_Exercise:_ Put every line of the records into a Markdown table with the columns "Row" and "Line," numbering each row and leaving out blank lines. Leave the pictures out of your answer.

_Entries provided:_
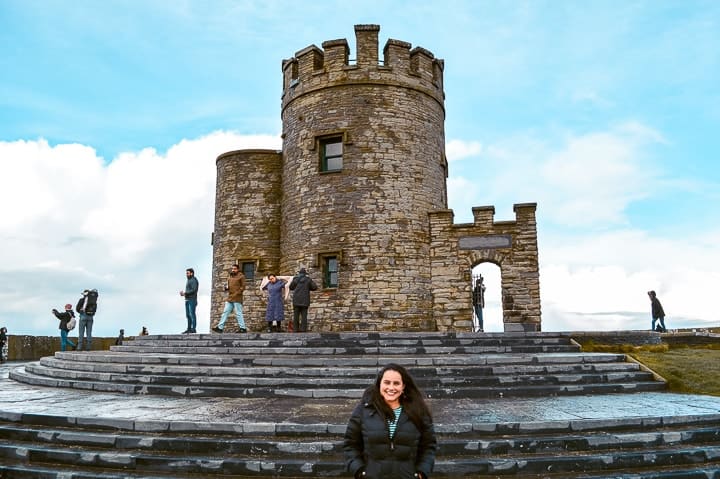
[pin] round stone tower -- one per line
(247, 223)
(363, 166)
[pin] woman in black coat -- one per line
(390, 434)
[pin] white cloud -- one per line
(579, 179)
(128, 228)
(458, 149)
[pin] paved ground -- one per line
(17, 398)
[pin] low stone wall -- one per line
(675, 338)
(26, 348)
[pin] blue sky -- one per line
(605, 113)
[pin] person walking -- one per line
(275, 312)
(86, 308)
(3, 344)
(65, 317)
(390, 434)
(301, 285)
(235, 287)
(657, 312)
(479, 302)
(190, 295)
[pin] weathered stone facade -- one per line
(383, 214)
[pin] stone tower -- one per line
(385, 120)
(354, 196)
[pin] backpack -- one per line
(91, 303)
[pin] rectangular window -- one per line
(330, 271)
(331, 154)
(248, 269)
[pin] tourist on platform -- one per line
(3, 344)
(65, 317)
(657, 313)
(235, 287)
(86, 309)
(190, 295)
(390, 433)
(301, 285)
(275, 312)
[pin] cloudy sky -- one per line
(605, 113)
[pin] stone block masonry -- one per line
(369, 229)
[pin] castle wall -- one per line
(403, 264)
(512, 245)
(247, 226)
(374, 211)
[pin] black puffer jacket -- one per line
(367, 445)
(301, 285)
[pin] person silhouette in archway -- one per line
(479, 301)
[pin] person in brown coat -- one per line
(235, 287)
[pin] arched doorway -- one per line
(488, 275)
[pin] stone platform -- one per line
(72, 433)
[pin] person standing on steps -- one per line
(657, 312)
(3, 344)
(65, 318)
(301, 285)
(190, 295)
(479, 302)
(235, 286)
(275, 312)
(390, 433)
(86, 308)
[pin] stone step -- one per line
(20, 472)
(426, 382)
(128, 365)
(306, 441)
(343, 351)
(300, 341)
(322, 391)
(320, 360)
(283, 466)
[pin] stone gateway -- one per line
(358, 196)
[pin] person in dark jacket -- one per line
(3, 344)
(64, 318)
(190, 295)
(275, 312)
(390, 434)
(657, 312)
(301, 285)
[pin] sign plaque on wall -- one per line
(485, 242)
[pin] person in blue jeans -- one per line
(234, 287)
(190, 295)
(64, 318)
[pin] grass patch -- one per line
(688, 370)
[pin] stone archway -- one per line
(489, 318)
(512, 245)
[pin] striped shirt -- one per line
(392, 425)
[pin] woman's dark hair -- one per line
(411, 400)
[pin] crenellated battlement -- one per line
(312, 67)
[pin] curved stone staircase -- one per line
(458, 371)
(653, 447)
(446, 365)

_Solution:_
| Row | Line |
|---|---|
| 1 | [pin] round stone tower -- one per line |
| 2 | (247, 223) |
| 3 | (363, 166) |
| 4 | [pin] woman in black coat -- one per line |
| 5 | (390, 434) |
| 6 | [pin] white cloud -- one per line |
| 7 | (579, 179) |
| 8 | (128, 228) |
| 9 | (458, 149) |
| 10 | [pin] paved ground -- one per line |
| 11 | (17, 398) |
| 12 | [pin] low stone wall -- one per line |
| 13 | (675, 338) |
| 14 | (26, 348) |
| 15 | [pin] blue sky -- one per line |
| 16 | (605, 113) |
| 17 | [pin] person walking -- one per line |
| 18 | (275, 312) |
| 19 | (86, 308) |
| 20 | (3, 344) |
| 21 | (65, 317) |
| 22 | (390, 434) |
| 23 | (301, 285) |
| 24 | (235, 287) |
| 25 | (657, 312) |
| 26 | (479, 302) |
| 27 | (190, 295) |
| 28 | [pin] weathered stone facade -- one per line |
| 29 | (383, 214) |
| 30 | [pin] stone tower -- one per line |
| 31 | (385, 120) |
| 32 | (354, 196) |
| 33 | [pin] backpack -- one per line |
| 34 | (91, 303) |
| 35 | [pin] rectangular window -- one per line |
| 36 | (330, 271) |
| 37 | (331, 154) |
| 38 | (248, 269) |
| 39 | [pin] tourist on platform -- one per line |
| 40 | (3, 344) |
| 41 | (65, 317) |
| 42 | (657, 313) |
| 43 | (235, 287) |
| 44 | (86, 309) |
| 45 | (190, 295) |
| 46 | (390, 433) |
| 47 | (301, 285) |
| 48 | (275, 312) |
| 49 | [pin] cloudy sky -- one per line |
| 50 | (605, 113) |
| 51 | [pin] stone block masonry -- one per line |
| 52 | (369, 229) |
| 53 | [pin] castle wall -- one per line |
| 54 | (403, 264) |
| 55 | (512, 245) |
| 56 | (247, 226) |
| 57 | (374, 211) |
| 58 | [pin] black puffer jacket -- one per line |
| 59 | (367, 445) |
| 60 | (301, 285) |
| 61 | [pin] person silhouette in archway -- one per line |
| 62 | (479, 301) |
| 63 | [pin] person in brown coat -- one per line |
| 64 | (235, 287) |
| 65 | [pin] arched doorway -- one per line |
| 66 | (488, 275) |
| 67 | [pin] stone platform -- one per line |
| 68 | (72, 433) |
| 69 | [pin] person standing on steps -- one per line |
| 70 | (657, 312) |
| 71 | (3, 344) |
| 72 | (65, 318) |
| 73 | (301, 285) |
| 74 | (190, 295) |
| 75 | (479, 302) |
| 76 | (235, 286) |
| 77 | (275, 312) |
| 78 | (390, 433) |
| 79 | (86, 308) |
| 80 | [pin] stone step -- one per line |
| 81 | (20, 472) |
| 82 | (426, 382) |
| 83 | (128, 365) |
| 84 | (306, 441) |
| 85 | (343, 351) |
| 86 | (300, 341) |
| 87 | (322, 391) |
| 88 | (320, 360) |
| 89 | (283, 466) |
| 90 | [pin] stone gateway -- one per line |
| 91 | (358, 196) |
| 92 | [pin] person in dark jacket -- one per line |
| 93 | (3, 344) |
| 94 | (64, 318) |
| 95 | (190, 295) |
| 96 | (275, 312) |
| 97 | (390, 434) |
| 98 | (657, 312) |
| 99 | (301, 285) |
| 100 | [pin] sign plaque on wall -- one per line |
| 101 | (485, 242) |
| 102 | [pin] person in blue jeans -- one per line |
| 103 | (234, 287) |
| 104 | (190, 295) |
| 105 | (64, 318) |
| 106 | [pin] grass patch -- one per line |
| 107 | (688, 370) |
| 108 | [pin] stone archway -- one per line |
| 109 | (489, 318) |
| 110 | (512, 245) |
| 111 | [pin] striped shirt -- one per line |
| 112 | (392, 425) |
| 113 | [pin] woman's dark hair -- one per line |
| 114 | (411, 400) |
| 115 | [pin] crenellated battlement -- one per line |
| 116 | (312, 67) |
| 117 | [pin] curved stone staircase -- one per line |
| 118 | (458, 371) |
| 119 | (653, 447) |
| 120 | (446, 365) |